◆ **Reading text**
»»

In today’s hustle culture-obsessed environment, it’s easy to get too much of a good thing.
When productivity becomes toxic, it can lead to some negative side effects. You may feel nagging anxiety when you try to relax—a pervasive sense that you should be doing something. You may experience a lack of fulfillment when you achieve a goal since there are always more goals to achieve. You could also suffer from guilt as your to-do list continues to grow, and you can’t seem to get it all done. Your personal relationships may also suffer, as spending time with friends and loved ones are pushed aside in your pursuit of accomplishment.
Paradoxically, this obsession with producing can make you less productive. Rest and downtime are essential to creating our best work. When you’re running on empty, it can take longer to produce the same results. Or you may be unable to produce those results at all.
This can trap you in a cycle—you feel you must devote more and more time to being productive, but the output gets worse. Eventually, you may burn out entirely.
How to Avoid Toxic Productivity
It doesn’t have to be this way! Use these tips to take the toxicity out of your productivity.
Set Healthy Boundaries
If you have trouble “turning off” after work, perhaps you need to set a firm boundary with your evening and weekend availability. That could mean you put your laptop away, and keep your cell phone in another room to keep yourself out of your inbox.
It can also mean learning how to say no, both in your work and personal life. Taking on more projects than you can handle is a surefire path to overwork. The church auction or PTA bake sale may need to find another organizer this year!
Schedule Downtime
Some of us tend to fill empty spaces on the calendar with more work. But if you schedule leisure into your day, you can avoid that nagging feeling that you “should” be doing something else. If 6:00pm to 7:30pm is scheduled for reading a novel or watching a favorite show, then you’re not slacking—you’re keeping to the schedule!
Be Realistic About What You Can Complete In A Day
Regardless of how much you want to accomplish, the fact is there are only so many work hours in the day. You can try to squeeze more work into your schedule through efficiencies and focus techniques, but no “hacks” will let you finish 12 hours of work in a 9-hour day.
Take an objective view of your schedule. If it normally takes two hours to prepare for a weekly meeting, don’t pretend you can do it in one. Also, leave yourself some buffer around tasks and meetings. If you pack every minute of your day with work, you leave no time for the inevitable bathroom breaks, snacks, or short stretch sessions—which can ultimately help you be more productive, not less.
Outsource What You Can
Is there any reason you have to be the one to place that supply order or start looking for a new freelance graphic designer? Are there any tasks that you can delete from your task list entirely, as they’re neither urgent nor important?
The same applies to your personal life. Could you order groceries for delivery, instead of spending an hour at the grocery store? Can you work with a personal trainer to create a shorter, more effective gym routine?
Remember—the point isn’t to free up your time for more work. It’s to free up your time for more relaxation, so you can recharge and bring your best self to your working hours!
Practice Doing Nothing
The increasingly frenetic pace of modern life has all but eradicated the skill of doing nothing. But you can get it back.
Next time you’re standing in a checkout line, resist the temptation to check your email or hop on social media. Just stand there. Yup. Wait and do nothing. Or set a timer for five minutes and lay on the floor. No podcast, no music. Or sit in the backyard and watch the trees blow in the breeze.
It will feel strange at first. But these brief moments of deliberate non-productivity can help to reset that pull to be constantly doing.

««

◆ **Data records**
»»

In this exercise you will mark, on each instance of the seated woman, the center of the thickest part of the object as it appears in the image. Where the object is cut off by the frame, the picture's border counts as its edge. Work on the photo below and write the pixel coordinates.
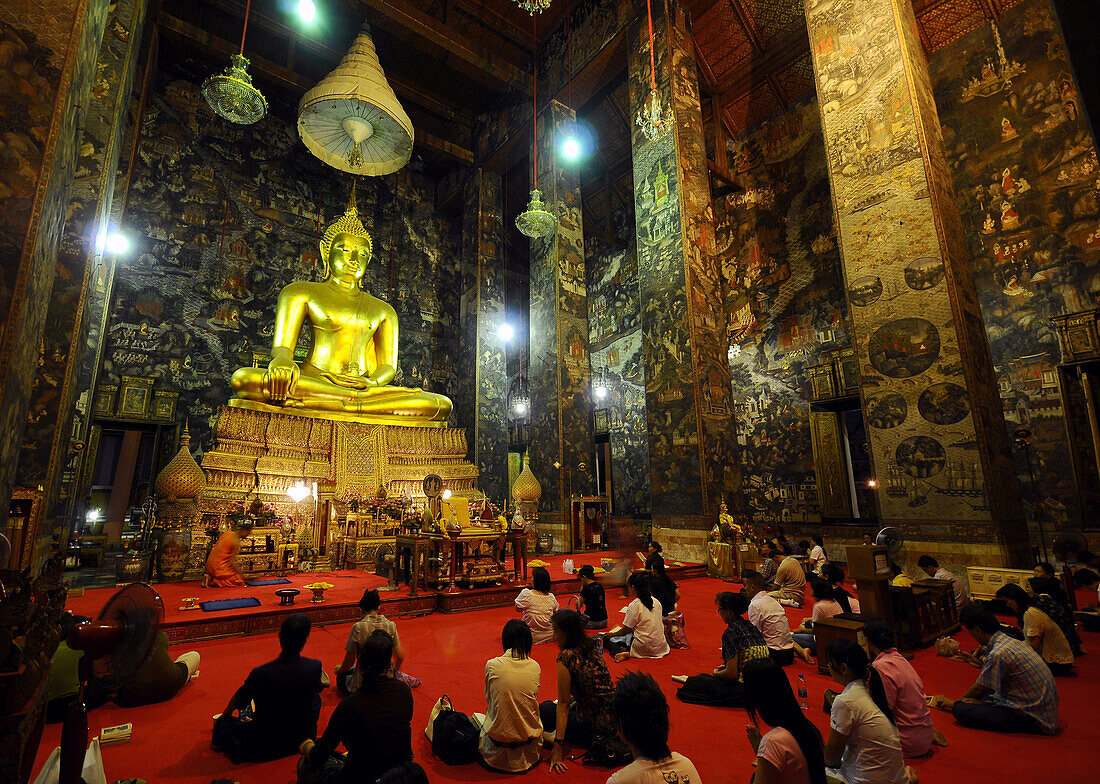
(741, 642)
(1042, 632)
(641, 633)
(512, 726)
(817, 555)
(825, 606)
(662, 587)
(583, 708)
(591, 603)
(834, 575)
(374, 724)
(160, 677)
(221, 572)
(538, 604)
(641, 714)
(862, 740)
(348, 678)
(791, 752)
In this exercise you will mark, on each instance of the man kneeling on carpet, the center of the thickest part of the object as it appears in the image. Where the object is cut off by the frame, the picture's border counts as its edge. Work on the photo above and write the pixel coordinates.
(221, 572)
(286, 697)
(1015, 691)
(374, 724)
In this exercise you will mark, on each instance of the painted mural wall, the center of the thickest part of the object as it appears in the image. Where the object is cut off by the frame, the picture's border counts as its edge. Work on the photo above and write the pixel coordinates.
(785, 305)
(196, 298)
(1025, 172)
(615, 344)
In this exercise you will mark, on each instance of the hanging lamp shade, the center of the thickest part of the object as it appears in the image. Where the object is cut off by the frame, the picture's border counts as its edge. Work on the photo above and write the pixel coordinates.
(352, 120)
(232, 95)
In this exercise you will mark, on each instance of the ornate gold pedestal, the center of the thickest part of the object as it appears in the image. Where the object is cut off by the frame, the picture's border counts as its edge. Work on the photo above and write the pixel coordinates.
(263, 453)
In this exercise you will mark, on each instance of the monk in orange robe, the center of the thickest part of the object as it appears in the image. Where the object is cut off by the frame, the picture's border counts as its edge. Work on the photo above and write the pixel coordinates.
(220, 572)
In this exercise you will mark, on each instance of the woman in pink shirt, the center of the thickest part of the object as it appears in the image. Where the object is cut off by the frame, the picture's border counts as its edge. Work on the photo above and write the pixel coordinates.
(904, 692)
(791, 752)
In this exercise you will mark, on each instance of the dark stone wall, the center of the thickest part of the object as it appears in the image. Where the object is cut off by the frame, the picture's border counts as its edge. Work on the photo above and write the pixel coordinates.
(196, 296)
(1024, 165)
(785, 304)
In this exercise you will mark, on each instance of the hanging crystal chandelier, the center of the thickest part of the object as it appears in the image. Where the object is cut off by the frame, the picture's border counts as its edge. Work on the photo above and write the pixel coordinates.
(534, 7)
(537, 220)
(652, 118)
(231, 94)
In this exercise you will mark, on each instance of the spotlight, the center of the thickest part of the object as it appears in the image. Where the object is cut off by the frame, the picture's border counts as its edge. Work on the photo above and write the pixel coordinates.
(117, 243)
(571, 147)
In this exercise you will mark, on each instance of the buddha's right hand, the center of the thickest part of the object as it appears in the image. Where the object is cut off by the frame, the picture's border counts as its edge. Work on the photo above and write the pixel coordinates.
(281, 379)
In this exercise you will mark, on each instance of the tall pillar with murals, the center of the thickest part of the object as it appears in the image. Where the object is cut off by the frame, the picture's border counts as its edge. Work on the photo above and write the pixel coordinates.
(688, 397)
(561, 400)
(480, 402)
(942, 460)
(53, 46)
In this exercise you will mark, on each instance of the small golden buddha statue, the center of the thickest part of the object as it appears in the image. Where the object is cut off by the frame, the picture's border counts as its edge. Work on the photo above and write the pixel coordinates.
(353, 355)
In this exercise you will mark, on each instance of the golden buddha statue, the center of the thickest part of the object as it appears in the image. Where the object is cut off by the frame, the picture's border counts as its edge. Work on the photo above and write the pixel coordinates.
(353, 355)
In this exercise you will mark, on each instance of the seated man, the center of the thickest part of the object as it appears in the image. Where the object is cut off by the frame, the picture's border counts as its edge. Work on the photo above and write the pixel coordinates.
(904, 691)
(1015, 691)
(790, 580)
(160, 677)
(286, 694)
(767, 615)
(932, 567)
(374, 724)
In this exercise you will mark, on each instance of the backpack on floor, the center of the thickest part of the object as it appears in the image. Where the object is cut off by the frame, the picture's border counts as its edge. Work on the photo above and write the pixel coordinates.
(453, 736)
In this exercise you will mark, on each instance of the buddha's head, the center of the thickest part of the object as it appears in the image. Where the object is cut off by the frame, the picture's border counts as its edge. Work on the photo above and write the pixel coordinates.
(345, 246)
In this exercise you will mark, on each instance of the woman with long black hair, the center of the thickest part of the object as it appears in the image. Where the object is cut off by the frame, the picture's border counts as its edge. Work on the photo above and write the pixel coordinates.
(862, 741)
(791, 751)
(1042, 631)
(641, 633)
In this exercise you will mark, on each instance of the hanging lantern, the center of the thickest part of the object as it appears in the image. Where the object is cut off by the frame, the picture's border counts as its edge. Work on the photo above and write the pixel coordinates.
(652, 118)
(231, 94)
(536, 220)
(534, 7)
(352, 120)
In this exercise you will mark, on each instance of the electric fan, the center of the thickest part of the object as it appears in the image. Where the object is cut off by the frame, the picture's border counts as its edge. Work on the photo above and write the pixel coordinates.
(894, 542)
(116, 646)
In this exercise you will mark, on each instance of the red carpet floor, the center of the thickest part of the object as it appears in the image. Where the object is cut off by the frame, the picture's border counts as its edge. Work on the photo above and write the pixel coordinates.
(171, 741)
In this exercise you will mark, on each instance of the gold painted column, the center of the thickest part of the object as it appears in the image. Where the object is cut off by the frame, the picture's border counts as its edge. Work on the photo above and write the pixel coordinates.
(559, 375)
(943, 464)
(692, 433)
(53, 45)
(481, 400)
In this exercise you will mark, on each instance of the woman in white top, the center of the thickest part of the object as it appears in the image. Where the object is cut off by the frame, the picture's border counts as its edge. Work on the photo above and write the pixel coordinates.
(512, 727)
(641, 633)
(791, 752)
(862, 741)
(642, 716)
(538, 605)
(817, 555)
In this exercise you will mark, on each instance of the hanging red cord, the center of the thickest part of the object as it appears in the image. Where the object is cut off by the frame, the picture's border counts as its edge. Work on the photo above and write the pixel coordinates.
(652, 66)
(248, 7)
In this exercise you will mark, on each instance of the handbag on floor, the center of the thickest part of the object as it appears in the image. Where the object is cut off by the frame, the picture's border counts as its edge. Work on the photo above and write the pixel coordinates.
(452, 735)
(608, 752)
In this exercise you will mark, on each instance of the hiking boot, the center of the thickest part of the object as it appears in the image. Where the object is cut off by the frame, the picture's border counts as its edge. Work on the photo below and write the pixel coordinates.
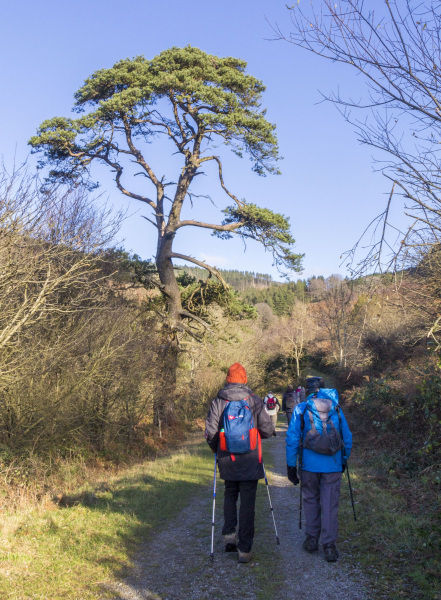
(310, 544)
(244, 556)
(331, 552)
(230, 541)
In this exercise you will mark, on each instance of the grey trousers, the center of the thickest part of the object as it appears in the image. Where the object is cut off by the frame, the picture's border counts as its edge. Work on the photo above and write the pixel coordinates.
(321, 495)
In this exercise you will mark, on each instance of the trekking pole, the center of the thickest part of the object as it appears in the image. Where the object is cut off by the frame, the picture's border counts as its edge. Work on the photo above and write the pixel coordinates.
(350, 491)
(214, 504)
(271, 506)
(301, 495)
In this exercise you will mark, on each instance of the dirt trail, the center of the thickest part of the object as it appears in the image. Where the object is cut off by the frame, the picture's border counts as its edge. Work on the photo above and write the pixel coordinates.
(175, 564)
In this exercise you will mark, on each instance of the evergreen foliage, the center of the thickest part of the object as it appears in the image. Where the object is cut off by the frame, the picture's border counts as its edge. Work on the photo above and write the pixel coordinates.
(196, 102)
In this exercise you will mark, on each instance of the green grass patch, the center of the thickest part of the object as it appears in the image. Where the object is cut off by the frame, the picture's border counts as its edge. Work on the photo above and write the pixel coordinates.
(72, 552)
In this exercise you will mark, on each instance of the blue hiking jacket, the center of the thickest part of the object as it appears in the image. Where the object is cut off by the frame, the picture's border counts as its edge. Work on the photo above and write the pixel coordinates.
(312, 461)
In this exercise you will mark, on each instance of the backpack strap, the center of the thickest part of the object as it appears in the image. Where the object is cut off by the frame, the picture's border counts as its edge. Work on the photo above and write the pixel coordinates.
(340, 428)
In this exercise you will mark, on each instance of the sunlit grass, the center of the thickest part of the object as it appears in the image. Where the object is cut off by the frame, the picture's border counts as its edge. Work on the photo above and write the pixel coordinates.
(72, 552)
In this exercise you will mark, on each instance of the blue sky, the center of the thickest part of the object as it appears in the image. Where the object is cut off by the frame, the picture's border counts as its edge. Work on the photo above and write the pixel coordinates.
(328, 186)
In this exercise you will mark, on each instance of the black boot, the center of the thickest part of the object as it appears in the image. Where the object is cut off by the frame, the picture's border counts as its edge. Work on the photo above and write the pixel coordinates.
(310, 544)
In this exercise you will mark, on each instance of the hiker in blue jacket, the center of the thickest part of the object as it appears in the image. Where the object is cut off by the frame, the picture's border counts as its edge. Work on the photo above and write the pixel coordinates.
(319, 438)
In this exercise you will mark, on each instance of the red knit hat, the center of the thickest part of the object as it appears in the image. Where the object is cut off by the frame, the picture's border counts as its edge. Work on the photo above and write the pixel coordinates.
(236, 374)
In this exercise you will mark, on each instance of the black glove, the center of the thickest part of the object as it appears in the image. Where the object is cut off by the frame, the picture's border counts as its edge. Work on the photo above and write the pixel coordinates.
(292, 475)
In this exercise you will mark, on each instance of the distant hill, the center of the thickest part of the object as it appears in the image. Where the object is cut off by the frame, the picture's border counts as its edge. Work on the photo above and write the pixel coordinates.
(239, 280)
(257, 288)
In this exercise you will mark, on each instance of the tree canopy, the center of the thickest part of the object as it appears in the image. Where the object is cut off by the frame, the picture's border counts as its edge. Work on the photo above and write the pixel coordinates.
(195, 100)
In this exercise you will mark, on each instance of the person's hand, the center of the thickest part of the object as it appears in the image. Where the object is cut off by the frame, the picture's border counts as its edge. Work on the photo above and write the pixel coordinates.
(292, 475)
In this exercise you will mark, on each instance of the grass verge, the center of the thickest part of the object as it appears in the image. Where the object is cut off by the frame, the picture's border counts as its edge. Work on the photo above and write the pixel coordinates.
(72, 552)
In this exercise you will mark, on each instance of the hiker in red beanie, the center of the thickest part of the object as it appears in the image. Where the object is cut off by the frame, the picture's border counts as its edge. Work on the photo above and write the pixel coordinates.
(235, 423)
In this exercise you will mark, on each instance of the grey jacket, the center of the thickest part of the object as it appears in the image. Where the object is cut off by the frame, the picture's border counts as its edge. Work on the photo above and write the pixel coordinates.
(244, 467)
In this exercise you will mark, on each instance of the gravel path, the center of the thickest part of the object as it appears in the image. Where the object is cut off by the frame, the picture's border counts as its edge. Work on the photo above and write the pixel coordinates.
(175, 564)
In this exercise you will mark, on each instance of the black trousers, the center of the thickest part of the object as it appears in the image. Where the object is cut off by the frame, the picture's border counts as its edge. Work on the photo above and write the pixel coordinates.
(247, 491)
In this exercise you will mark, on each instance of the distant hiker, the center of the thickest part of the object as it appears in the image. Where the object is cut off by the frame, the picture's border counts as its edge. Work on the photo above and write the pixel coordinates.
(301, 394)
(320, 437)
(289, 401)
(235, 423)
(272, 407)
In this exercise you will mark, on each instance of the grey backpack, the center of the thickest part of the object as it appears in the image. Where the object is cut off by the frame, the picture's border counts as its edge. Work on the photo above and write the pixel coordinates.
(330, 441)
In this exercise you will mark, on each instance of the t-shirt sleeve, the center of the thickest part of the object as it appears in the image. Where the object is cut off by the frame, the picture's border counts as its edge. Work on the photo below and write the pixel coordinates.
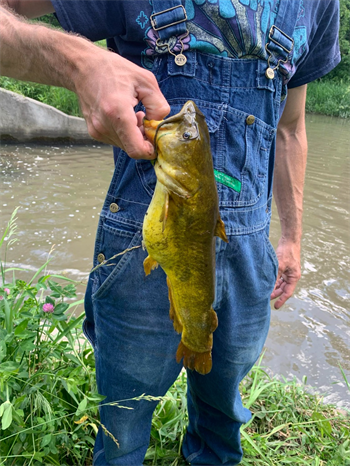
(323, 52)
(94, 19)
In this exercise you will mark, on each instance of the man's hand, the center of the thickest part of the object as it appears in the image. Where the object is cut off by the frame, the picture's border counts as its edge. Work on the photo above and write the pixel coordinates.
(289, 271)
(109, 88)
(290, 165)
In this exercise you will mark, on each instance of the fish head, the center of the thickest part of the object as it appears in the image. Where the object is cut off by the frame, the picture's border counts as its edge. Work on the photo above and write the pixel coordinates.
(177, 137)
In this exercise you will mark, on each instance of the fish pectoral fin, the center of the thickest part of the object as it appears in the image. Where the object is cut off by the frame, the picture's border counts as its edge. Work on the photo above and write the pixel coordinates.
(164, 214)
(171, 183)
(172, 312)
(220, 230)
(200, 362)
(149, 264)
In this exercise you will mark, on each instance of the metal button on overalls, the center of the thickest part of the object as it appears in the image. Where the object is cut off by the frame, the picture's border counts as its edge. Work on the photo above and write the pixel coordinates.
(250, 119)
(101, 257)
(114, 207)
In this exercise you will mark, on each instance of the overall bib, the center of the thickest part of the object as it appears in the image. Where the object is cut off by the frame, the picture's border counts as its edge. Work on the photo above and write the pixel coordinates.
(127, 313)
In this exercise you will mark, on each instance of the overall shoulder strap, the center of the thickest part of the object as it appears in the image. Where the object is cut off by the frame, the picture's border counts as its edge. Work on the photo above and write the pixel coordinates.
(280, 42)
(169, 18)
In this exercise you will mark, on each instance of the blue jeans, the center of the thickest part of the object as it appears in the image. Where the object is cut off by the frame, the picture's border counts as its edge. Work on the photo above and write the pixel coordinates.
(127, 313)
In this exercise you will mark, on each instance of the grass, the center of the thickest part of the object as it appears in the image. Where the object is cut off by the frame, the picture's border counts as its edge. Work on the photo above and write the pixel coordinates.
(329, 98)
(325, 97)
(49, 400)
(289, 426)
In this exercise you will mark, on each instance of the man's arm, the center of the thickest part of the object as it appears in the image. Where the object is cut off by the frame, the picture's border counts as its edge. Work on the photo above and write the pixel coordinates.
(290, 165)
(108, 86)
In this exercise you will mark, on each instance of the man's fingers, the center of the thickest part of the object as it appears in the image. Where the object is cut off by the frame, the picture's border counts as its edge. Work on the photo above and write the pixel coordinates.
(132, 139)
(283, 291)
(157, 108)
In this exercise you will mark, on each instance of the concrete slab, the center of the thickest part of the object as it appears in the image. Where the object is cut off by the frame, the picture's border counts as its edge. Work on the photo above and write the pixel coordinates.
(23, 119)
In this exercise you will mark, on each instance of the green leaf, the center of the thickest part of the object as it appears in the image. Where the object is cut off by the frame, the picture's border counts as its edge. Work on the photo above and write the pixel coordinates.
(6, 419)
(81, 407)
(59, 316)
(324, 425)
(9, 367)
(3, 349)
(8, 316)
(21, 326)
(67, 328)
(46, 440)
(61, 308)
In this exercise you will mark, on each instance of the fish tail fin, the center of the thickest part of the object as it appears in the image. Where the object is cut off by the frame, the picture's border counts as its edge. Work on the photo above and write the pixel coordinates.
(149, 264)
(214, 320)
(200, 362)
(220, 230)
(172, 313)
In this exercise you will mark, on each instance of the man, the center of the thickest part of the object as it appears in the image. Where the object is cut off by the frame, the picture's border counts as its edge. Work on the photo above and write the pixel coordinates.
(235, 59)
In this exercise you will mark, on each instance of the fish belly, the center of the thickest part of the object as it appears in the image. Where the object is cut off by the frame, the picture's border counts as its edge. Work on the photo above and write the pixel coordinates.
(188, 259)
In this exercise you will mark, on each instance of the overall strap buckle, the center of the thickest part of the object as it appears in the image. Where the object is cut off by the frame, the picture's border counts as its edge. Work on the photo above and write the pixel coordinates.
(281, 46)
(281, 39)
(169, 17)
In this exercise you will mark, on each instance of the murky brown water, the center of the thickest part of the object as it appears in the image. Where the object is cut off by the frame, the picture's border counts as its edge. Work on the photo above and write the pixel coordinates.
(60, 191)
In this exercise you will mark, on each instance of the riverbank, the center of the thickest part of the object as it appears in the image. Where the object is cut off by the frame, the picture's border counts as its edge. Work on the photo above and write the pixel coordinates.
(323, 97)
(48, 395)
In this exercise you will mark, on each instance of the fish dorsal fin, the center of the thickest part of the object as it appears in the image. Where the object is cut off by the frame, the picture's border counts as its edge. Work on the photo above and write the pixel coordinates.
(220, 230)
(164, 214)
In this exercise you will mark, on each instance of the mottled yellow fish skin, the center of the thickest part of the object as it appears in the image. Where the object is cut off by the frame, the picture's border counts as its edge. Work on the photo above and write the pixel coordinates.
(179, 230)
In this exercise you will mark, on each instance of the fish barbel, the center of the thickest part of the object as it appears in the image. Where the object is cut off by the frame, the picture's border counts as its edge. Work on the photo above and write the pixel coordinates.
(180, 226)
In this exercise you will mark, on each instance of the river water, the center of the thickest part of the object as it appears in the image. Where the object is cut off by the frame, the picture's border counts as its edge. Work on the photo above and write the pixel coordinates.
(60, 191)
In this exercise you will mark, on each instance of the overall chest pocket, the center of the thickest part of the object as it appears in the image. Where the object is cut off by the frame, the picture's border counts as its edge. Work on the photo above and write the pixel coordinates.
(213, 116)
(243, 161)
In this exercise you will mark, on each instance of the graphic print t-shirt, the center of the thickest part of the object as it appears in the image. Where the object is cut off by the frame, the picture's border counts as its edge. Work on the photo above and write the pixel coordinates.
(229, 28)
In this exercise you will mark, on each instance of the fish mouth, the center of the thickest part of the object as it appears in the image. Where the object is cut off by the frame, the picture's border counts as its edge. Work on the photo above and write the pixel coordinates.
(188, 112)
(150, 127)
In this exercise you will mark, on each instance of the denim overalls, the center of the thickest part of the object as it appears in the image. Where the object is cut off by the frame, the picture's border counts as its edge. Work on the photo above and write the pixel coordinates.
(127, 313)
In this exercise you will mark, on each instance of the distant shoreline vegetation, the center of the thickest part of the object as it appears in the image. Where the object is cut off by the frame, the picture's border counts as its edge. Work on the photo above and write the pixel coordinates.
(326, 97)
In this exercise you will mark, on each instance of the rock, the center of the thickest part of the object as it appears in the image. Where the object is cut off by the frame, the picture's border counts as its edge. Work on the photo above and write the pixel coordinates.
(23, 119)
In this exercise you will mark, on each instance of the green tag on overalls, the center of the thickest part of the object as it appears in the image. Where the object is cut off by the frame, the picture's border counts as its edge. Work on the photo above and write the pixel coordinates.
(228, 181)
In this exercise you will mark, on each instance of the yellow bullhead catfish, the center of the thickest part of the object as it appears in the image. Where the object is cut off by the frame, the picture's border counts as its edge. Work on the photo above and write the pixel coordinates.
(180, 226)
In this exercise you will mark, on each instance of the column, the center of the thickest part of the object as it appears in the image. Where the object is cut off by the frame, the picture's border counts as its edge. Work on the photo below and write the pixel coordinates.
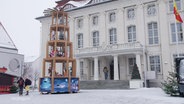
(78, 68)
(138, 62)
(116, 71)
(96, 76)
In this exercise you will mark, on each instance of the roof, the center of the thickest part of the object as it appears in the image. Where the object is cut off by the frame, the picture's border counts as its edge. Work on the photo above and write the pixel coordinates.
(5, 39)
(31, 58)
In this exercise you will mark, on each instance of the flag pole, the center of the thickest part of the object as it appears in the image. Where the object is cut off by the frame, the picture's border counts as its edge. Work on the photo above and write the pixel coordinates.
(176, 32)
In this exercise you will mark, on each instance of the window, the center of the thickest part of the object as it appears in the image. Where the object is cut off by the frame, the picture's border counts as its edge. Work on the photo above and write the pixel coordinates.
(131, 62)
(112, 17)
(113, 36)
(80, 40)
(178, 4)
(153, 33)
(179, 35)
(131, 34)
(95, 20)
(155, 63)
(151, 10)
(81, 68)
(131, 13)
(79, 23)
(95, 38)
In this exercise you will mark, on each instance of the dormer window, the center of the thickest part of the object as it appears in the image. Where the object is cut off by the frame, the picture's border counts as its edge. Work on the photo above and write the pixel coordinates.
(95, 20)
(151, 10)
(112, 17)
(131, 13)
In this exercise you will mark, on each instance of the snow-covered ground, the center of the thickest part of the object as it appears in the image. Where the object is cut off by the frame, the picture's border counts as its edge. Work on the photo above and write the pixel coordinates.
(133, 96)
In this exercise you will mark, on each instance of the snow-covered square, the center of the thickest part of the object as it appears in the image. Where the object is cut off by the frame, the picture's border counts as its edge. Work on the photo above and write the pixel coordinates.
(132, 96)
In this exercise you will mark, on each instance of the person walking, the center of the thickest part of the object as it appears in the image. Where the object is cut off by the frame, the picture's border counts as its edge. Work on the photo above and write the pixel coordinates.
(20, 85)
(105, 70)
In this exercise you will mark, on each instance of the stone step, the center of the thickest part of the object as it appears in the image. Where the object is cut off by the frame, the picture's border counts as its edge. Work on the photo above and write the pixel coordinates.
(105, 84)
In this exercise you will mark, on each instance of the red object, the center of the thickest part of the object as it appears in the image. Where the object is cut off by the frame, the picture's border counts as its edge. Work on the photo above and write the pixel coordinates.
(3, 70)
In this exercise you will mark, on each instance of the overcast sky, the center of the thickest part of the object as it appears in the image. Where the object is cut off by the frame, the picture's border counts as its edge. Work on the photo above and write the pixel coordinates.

««

◆ **What needs to be done**
In the article on toxic productivity, what does the advice about practicing doing nothing suggest once you set a timer for five minutes?

◆ **Exercise answer**
Lie on the floor, with no podcast and no music.